Dataset extract:
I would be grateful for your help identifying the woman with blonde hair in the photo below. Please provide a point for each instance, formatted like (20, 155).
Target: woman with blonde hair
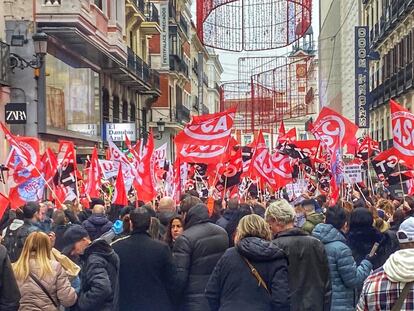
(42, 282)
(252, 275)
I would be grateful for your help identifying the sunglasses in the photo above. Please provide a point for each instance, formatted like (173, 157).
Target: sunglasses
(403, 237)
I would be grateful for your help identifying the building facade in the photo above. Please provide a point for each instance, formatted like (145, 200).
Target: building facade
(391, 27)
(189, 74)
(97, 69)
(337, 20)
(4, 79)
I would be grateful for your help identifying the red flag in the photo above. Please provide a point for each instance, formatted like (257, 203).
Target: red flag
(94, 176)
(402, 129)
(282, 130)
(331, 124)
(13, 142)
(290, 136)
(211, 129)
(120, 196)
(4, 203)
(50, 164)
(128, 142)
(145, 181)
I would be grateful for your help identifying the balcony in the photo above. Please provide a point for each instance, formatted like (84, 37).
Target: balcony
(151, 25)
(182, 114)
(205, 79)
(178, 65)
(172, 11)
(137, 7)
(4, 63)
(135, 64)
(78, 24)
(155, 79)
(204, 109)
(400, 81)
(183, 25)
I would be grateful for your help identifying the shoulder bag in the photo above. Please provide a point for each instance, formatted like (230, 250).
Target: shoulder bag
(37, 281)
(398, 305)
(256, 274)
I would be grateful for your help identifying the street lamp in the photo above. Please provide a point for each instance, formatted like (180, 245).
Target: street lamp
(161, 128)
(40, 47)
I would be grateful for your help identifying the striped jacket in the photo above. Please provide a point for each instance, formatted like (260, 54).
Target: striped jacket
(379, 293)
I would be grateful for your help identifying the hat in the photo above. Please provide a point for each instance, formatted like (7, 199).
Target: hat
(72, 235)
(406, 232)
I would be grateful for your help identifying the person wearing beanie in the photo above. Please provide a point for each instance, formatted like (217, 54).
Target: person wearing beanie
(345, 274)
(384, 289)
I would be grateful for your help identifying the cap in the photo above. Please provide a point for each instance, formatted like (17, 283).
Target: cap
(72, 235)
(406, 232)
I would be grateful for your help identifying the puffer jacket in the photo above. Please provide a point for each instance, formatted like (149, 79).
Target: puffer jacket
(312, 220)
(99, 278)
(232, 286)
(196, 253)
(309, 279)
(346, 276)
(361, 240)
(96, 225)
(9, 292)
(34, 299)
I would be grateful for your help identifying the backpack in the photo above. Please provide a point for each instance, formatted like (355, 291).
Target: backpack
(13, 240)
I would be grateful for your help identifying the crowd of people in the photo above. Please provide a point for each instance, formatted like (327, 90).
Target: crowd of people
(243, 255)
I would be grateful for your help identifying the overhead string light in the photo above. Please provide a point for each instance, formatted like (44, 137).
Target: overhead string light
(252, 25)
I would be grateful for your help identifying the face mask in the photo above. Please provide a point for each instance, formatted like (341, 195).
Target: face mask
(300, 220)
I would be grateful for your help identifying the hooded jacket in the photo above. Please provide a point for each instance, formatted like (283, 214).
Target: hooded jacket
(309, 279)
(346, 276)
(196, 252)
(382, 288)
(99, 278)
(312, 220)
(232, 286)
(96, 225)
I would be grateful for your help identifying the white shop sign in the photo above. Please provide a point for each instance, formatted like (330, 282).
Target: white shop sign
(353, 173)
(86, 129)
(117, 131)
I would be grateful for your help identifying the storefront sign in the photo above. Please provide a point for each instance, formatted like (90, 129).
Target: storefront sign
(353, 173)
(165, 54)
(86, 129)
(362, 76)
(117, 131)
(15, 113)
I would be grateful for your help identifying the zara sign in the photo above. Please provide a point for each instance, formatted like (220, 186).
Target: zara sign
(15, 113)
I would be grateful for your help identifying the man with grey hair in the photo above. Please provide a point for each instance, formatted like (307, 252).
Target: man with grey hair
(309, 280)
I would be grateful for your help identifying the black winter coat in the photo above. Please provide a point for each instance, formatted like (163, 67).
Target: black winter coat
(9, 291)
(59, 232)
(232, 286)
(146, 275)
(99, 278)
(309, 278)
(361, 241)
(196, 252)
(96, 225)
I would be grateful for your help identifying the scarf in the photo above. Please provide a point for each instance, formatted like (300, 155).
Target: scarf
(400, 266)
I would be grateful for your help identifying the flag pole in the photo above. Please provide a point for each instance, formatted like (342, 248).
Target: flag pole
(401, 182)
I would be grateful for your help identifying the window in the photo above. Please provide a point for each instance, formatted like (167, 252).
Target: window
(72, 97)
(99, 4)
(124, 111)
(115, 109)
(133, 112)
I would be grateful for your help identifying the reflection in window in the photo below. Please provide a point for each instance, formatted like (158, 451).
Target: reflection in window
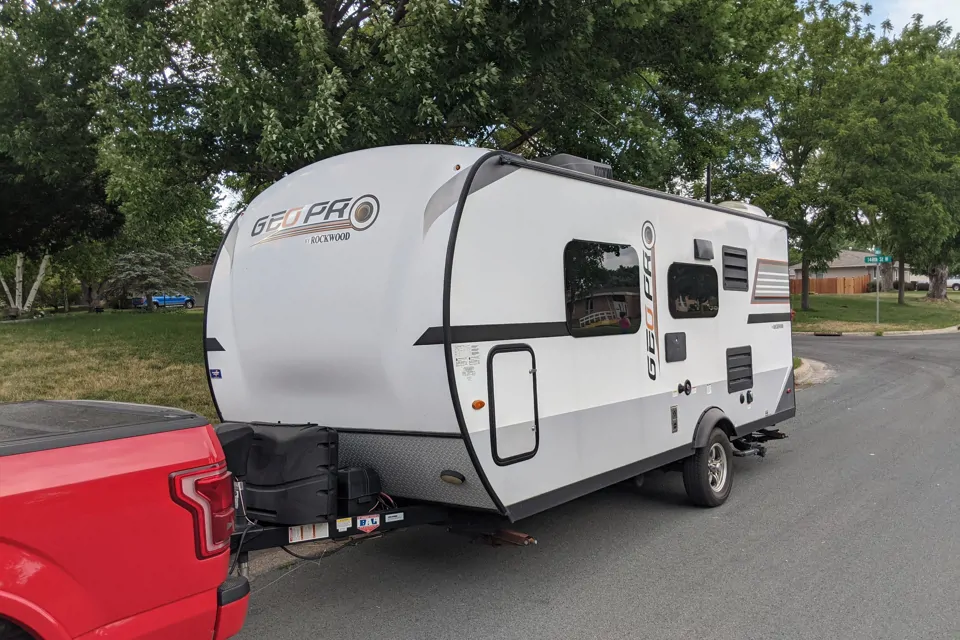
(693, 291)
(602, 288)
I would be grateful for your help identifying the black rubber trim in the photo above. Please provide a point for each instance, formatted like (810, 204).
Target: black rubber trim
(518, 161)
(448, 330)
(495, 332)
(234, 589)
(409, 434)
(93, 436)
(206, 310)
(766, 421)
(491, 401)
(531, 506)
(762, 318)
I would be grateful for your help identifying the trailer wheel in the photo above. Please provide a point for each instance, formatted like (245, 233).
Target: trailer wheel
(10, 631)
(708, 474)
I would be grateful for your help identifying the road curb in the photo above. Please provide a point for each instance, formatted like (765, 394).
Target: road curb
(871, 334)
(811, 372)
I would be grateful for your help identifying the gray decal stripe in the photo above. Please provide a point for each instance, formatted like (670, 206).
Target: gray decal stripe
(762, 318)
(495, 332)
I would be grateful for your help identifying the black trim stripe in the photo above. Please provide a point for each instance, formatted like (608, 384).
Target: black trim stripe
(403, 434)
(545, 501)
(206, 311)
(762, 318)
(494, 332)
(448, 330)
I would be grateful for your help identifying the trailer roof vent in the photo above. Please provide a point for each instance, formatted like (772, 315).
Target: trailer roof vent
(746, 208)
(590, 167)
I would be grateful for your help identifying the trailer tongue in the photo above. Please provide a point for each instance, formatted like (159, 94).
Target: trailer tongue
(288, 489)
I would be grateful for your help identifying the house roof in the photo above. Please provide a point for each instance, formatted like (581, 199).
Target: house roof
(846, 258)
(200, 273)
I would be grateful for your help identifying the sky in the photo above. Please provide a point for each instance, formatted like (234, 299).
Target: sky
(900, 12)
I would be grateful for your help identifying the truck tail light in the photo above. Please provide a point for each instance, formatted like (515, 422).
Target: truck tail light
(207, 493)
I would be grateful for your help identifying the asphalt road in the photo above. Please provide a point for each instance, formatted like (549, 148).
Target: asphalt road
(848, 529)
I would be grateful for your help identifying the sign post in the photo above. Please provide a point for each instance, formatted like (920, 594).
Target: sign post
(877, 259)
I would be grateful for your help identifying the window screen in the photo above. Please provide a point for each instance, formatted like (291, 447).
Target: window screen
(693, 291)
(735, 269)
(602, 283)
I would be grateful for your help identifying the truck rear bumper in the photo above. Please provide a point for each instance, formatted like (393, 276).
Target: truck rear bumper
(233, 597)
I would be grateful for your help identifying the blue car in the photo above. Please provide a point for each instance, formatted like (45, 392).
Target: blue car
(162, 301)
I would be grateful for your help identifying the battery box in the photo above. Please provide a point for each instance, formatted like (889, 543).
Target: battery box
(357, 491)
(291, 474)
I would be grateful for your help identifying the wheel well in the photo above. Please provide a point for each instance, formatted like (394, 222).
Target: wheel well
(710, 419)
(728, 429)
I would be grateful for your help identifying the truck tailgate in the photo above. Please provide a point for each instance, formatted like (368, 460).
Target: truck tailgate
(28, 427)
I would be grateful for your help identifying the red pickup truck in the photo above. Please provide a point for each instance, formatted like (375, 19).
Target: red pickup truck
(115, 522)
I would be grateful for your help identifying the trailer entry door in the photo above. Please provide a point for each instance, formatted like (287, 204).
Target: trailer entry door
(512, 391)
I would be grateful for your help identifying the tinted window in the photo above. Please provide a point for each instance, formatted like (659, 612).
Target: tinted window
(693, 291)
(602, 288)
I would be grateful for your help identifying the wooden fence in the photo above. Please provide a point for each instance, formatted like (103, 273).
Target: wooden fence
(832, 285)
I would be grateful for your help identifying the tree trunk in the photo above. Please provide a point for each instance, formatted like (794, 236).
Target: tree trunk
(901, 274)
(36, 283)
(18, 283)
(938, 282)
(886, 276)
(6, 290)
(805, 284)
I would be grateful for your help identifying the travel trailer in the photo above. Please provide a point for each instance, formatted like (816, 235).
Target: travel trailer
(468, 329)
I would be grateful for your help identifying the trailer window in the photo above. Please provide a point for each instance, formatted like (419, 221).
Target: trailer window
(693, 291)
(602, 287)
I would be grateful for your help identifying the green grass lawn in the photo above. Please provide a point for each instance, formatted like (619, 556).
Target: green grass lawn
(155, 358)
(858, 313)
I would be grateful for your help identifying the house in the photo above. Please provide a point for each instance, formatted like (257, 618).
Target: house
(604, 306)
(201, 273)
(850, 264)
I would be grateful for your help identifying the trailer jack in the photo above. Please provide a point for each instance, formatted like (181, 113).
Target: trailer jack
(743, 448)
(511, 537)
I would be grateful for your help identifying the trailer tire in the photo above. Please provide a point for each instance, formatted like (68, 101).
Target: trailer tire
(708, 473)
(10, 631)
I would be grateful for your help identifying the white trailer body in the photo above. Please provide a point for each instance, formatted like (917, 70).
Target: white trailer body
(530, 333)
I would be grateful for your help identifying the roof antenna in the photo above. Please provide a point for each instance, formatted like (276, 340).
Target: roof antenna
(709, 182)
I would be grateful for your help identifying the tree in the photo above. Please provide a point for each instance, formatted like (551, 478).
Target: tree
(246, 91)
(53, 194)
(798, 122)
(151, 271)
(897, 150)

...

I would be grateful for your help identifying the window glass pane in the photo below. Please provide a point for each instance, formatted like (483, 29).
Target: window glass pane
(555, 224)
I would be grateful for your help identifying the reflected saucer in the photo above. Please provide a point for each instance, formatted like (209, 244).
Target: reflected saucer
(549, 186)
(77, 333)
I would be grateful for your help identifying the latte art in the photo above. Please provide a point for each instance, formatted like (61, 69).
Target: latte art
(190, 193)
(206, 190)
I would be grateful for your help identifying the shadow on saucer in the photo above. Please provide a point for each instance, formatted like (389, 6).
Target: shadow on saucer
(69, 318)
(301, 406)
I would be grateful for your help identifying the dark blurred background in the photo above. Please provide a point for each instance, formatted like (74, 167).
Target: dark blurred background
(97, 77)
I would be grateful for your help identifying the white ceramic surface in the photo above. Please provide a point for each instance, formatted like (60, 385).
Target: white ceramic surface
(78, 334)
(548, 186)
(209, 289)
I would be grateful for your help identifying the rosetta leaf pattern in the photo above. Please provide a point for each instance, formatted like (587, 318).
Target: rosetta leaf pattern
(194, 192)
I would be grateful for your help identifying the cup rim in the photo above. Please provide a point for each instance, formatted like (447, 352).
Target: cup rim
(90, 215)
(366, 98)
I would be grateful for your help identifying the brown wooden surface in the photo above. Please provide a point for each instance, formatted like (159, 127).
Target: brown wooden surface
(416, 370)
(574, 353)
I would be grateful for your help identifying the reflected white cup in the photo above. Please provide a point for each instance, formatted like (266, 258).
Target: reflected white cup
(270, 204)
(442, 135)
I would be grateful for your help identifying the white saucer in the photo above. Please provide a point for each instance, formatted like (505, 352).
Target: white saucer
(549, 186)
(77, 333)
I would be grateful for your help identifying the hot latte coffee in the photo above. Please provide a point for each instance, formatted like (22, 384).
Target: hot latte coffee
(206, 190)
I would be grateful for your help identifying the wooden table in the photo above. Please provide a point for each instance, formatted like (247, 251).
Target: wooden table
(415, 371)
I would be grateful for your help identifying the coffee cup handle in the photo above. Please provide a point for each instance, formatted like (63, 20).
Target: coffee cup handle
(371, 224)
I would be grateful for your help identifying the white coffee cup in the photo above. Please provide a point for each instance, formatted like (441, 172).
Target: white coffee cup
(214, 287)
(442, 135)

--

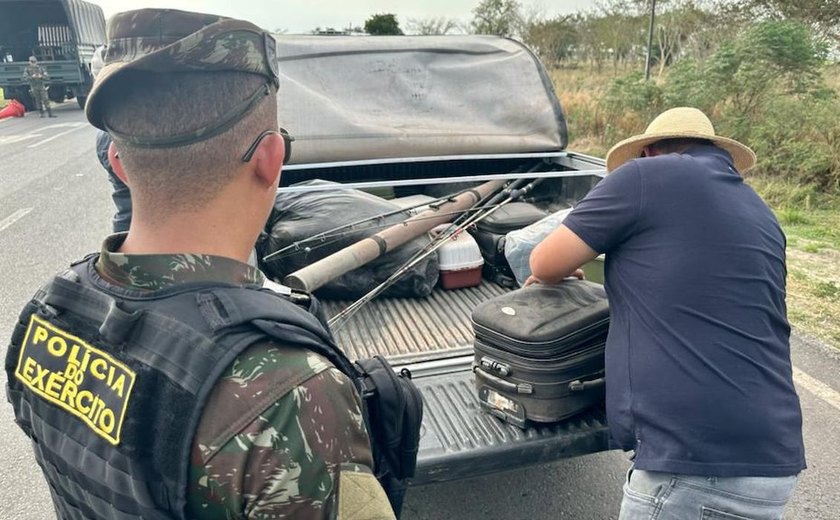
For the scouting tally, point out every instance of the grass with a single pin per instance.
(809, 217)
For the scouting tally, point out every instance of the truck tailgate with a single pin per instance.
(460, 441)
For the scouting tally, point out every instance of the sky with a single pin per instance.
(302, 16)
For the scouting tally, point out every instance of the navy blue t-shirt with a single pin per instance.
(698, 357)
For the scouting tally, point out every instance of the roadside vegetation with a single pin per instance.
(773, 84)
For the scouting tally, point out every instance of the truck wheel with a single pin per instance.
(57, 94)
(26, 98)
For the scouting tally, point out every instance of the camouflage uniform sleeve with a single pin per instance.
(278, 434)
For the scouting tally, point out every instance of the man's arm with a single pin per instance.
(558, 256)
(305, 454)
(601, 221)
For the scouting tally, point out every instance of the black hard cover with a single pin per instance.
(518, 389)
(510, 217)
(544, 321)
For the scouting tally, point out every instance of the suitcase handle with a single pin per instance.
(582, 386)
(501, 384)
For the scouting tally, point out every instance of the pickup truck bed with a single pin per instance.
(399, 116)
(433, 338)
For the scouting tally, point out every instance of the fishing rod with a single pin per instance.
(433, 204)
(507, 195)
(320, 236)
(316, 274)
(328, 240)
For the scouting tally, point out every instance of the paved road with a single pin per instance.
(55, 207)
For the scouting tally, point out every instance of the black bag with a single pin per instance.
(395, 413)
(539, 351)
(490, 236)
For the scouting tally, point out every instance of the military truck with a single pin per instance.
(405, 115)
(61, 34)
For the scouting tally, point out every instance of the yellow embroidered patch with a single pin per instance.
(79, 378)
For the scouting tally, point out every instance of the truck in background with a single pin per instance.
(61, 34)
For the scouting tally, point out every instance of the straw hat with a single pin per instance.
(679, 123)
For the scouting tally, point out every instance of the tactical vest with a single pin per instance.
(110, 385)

Work to do: Find every line in the entries above that contains the word "lamp" and copy each of those lines.

Result of the exercise:
I would be grateful for your help identifying the street lamp in the photo above. Please provide a point for each instance, formatted like (180, 245).
Target: street lamp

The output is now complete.